▶ **WHAT IS REQUIRED**
Give back every entry, copied exactly.

Referring expression data
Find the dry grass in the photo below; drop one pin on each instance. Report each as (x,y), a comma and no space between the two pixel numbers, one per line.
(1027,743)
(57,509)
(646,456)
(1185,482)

▶ **RESPONSE AREA**
Find the dry grass in the photo below; drop one pin on each instance. Report each as (x,y), a comma and no space between the two pixel numbers, one per line.
(1027,743)
(57,509)
(646,456)
(1185,482)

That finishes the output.